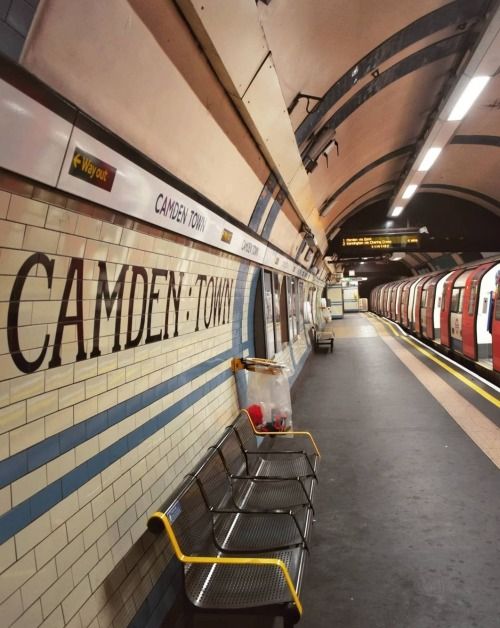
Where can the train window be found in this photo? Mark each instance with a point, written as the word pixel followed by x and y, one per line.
pixel 300 305
pixel 276 308
pixel 423 301
pixel 292 307
pixel 457 297
pixel 473 297
pixel 269 314
pixel 443 297
pixel 285 335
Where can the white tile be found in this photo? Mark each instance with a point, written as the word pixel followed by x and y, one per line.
pixel 85 409
pixel 61 219
pixel 107 400
pixel 60 466
pixel 28 485
pixel 32 617
pixel 96 250
pixel 23 437
pixel 11 234
pixel 71 395
pixel 71 245
pixel 69 554
pixel 27 210
pixel 52 545
pixel 4 203
pixel 75 600
pixel 79 522
pixel 26 386
pixel 59 377
pixel 12 416
pixel 54 620
pixel 84 564
pixel 11 609
pixel 85 370
pixel 94 531
pixel 106 542
pixel 39 583
pixel 91 488
pixel 7 554
pixel 56 593
pixel 102 501
pixel 16 575
pixel 109 232
pixel 32 534
pixel 101 571
pixel 40 240
pixel 42 405
pixel 95 386
pixel 58 421
pixel 88 227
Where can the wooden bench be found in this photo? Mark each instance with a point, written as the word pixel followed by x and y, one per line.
pixel 241 521
pixel 322 338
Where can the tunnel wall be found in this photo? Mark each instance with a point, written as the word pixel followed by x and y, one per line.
pixel 96 433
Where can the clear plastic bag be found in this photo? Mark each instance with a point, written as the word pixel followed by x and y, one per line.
pixel 269 391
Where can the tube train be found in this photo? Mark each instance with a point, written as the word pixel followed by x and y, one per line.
pixel 458 311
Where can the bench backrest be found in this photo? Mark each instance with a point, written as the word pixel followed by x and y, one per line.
pixel 189 517
pixel 231 451
pixel 213 480
pixel 245 431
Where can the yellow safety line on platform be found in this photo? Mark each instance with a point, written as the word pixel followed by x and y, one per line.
pixel 486 395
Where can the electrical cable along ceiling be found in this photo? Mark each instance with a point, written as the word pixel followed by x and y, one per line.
pixel 369 86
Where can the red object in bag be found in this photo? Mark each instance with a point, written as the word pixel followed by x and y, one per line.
pixel 256 416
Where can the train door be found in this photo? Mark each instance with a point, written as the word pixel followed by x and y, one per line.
pixel 405 298
pixel 412 314
pixel 457 310
pixel 420 303
pixel 392 311
pixel 428 313
pixel 478 287
pixel 446 307
pixel 438 299
pixel 399 301
pixel 495 325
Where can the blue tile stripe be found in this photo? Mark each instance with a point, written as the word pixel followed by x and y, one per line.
pixel 251 311
pixel 27 511
pixel 262 202
pixel 273 214
pixel 239 302
pixel 28 460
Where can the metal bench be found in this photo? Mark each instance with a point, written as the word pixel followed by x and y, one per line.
pixel 323 338
pixel 244 548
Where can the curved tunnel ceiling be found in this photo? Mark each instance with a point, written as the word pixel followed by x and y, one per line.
pixel 366 80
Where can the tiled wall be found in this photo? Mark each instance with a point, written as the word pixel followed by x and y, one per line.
pixel 90 446
pixel 15 20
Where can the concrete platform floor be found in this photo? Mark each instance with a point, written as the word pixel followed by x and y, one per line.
pixel 408 507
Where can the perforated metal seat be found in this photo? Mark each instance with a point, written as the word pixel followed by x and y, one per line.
pixel 236 528
pixel 235 586
pixel 256 492
pixel 281 455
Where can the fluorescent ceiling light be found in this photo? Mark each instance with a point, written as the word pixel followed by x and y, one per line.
pixel 430 157
pixel 469 95
pixel 410 190
pixel 397 211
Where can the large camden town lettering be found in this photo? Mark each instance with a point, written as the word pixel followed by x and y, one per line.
pixel 210 298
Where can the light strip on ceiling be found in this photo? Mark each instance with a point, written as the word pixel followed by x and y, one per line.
pixel 430 157
pixel 397 211
pixel 410 190
pixel 474 87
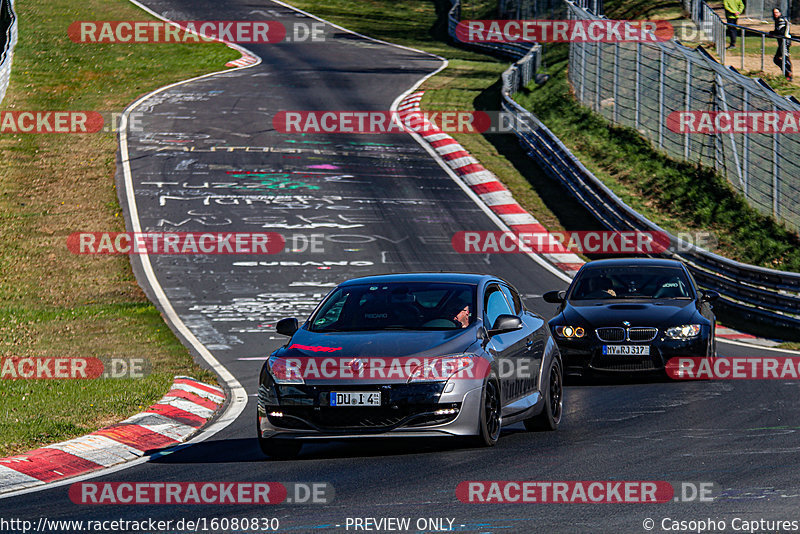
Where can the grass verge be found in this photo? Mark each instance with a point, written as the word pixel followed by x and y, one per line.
pixel 53 303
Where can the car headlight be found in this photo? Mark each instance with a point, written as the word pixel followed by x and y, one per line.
pixel 284 372
pixel 570 332
pixel 436 369
pixel 686 331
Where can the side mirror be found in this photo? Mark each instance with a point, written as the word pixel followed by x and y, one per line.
pixel 554 297
pixel 708 295
pixel 505 323
pixel 287 327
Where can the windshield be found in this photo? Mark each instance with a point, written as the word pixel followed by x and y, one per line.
pixel 397 306
pixel 631 283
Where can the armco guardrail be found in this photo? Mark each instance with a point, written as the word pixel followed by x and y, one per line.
pixel 8 39
pixel 759 293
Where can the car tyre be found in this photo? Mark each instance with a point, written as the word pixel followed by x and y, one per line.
pixel 550 416
pixel 490 419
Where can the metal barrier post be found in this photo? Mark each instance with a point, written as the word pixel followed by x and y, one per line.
pixel 775 167
pixel 745 149
pixel 661 98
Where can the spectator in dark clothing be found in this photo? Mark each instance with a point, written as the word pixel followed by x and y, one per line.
pixel 781 33
pixel 733 8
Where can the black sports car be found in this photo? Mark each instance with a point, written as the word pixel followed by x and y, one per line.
pixel 442 354
pixel 632 315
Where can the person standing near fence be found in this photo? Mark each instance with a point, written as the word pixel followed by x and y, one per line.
pixel 781 31
pixel 733 8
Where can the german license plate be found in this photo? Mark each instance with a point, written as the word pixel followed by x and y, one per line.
pixel 355 398
pixel 626 350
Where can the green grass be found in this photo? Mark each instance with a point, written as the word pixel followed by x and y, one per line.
pixel 53 303
pixel 471 82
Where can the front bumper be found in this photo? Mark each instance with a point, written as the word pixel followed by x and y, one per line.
pixel 304 411
pixel 588 355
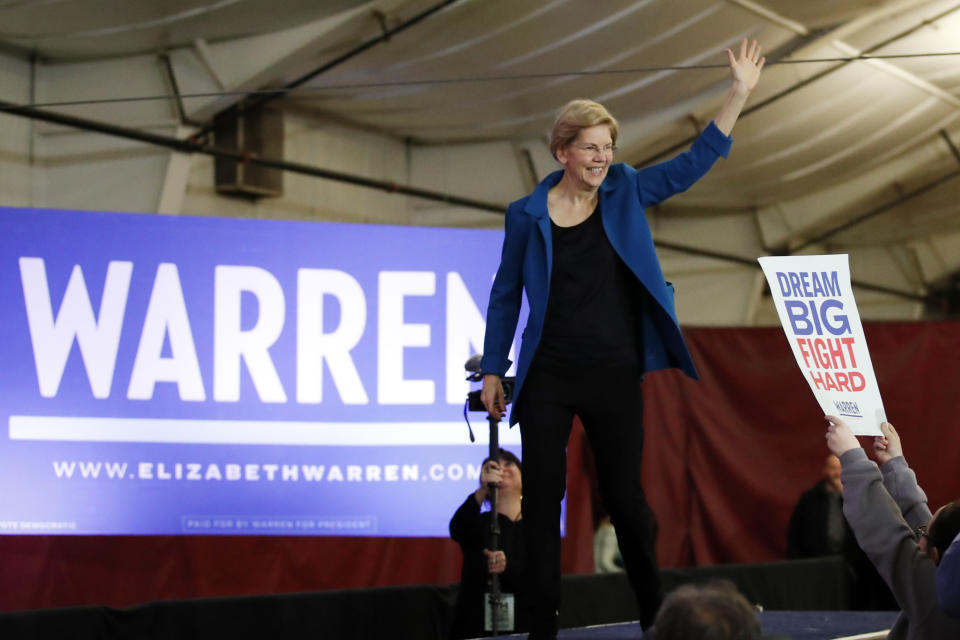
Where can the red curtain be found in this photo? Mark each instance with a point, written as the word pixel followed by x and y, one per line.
pixel 725 459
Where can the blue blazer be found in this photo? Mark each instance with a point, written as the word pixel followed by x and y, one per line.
pixel 526 261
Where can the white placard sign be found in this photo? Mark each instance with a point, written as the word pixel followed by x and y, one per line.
pixel 815 302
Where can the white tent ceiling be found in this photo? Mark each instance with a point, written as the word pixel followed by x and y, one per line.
pixel 833 155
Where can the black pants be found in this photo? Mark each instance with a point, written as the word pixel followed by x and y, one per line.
pixel 610 406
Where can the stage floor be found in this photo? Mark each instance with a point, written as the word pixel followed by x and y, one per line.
pixel 798 625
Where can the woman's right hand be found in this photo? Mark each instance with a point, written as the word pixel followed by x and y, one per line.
pixel 492 395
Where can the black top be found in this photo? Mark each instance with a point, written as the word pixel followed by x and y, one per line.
pixel 471 530
pixel 594 305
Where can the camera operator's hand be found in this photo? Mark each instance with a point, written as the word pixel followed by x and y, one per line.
pixel 492 395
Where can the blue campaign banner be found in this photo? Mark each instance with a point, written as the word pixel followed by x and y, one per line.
pixel 190 375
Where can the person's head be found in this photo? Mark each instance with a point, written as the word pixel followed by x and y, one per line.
pixel 940 532
pixel 710 611
pixel 583 139
pixel 510 468
pixel 831 473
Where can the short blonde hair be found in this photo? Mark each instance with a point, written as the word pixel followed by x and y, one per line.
pixel 576 115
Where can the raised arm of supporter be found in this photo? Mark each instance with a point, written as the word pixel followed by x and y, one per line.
pixel 899 479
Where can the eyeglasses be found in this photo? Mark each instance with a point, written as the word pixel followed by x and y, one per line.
pixel 593 149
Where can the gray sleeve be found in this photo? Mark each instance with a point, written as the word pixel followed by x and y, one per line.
pixel 901 483
pixel 886 537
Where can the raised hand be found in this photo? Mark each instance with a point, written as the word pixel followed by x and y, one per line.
pixel 840 438
pixel 887 446
pixel 746 67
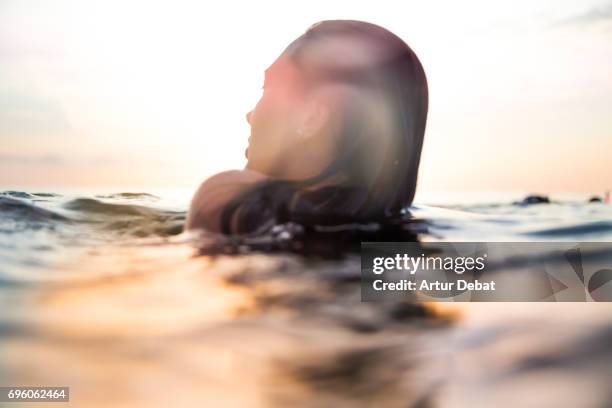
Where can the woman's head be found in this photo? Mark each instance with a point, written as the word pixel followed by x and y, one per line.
pixel 345 104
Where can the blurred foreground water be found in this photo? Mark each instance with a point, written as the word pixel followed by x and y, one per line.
pixel 104 294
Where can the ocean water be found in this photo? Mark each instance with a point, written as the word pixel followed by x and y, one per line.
pixel 104 293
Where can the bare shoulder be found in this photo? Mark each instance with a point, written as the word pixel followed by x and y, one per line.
pixel 214 193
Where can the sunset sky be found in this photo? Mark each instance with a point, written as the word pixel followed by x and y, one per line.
pixel 149 94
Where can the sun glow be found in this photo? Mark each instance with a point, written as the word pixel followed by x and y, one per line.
pixel 155 93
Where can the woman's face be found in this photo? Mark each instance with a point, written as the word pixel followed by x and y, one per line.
pixel 275 124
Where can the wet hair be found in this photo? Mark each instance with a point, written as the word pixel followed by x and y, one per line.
pixel 378 164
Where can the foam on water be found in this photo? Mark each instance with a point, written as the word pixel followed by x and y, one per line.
pixel 105 292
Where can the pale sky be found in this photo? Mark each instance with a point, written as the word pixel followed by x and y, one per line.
pixel 154 93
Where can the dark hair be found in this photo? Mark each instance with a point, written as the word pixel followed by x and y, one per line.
pixel 398 82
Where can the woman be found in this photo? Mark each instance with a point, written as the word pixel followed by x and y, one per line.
pixel 336 136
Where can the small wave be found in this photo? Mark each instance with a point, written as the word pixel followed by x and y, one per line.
pixel 129 219
pixel 16 194
pixel 24 211
pixel 91 205
pixel 130 196
pixel 596 227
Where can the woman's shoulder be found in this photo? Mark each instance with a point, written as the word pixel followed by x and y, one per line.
pixel 213 195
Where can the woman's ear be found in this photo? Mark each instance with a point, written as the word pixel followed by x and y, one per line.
pixel 315 119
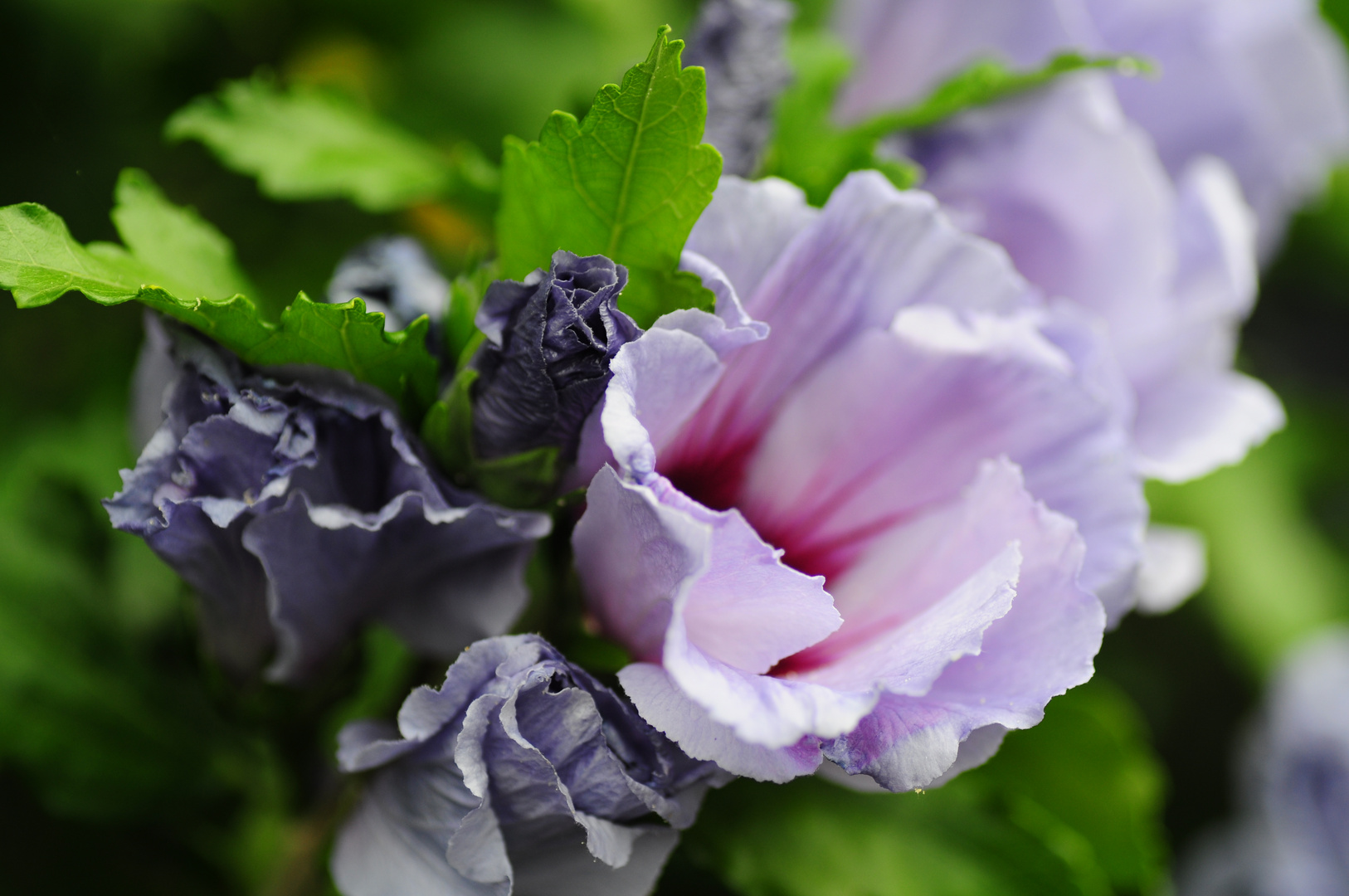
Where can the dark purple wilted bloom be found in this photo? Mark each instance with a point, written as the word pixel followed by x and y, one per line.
pixel 519 775
pixel 545 361
pixel 741 45
pixel 300 506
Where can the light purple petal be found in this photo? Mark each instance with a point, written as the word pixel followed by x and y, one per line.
pixel 1262 84
pixel 723 605
pixel 1204 421
pixel 748 226
pixel 1071 189
pixel 1040 648
pixel 903 419
pixel 870 252
pixel 670 710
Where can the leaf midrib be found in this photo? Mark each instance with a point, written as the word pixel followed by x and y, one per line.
pixel 616 230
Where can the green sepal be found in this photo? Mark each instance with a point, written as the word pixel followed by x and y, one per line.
pixel 528 480
pixel 627 181
pixel 460 324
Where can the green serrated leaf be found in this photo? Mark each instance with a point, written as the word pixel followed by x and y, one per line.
pixel 816 154
pixel 304 144
pixel 191 256
pixel 629 181
pixel 41 261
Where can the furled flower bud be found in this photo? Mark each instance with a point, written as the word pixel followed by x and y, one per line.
pixel 545 361
pixel 514 777
pixel 741 45
pixel 394 275
pixel 300 508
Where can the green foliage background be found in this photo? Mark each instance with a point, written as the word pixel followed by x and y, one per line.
pixel 127 764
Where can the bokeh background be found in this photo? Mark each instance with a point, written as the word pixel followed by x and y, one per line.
pixel 127 766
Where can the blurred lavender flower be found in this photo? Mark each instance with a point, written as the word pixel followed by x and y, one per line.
pixel 394 275
pixel 741 43
pixel 545 359
pixel 514 777
pixel 1260 84
pixel 1077 196
pixel 299 506
pixel 811 538
pixel 1294 837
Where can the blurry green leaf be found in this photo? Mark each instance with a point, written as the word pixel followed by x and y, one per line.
pixel 989 81
pixel 812 837
pixel 84 710
pixel 808 149
pixel 39 262
pixel 191 256
pixel 383 686
pixel 1273 575
pixel 1086 783
pixel 528 480
pixel 627 183
pixel 812 151
pixel 306 144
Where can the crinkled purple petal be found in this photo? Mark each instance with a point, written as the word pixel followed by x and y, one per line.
pixel 519 775
pixel 903 419
pixel 748 226
pixel 301 508
pixel 872 251
pixel 1043 646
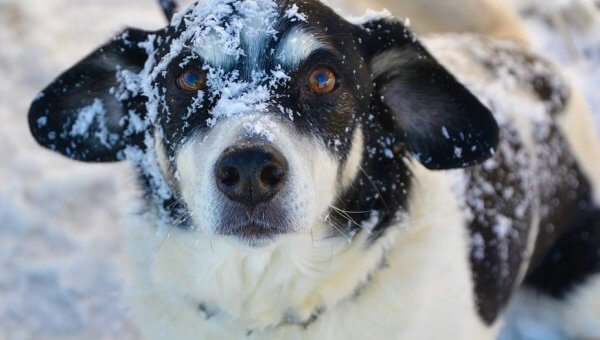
——
— WHAT YOU WILL DO —
Find the line containing "Where can the blurry", then extract it and every line after it to the end of the data above, exactly and nothing else, without pictures.

— TASK RESULT —
Where can the blurry green leaf be found in this photo? Mark each instance with a point, written as the word pixel followed by x and y, one per line.
pixel 989 81
pixel 812 837
pixel 84 710
pixel 808 149
pixel 39 262
pixel 191 256
pixel 383 686
pixel 1273 575
pixel 1086 783
pixel 528 480
pixel 627 183
pixel 812 151
pixel 306 144
Where can the crinkled purple petal be found in this photo? Mark each instance with a point, written as the word pixel followed by x and y, one per line.
pixel 519 775
pixel 903 419
pixel 748 226
pixel 301 508
pixel 872 251
pixel 1043 646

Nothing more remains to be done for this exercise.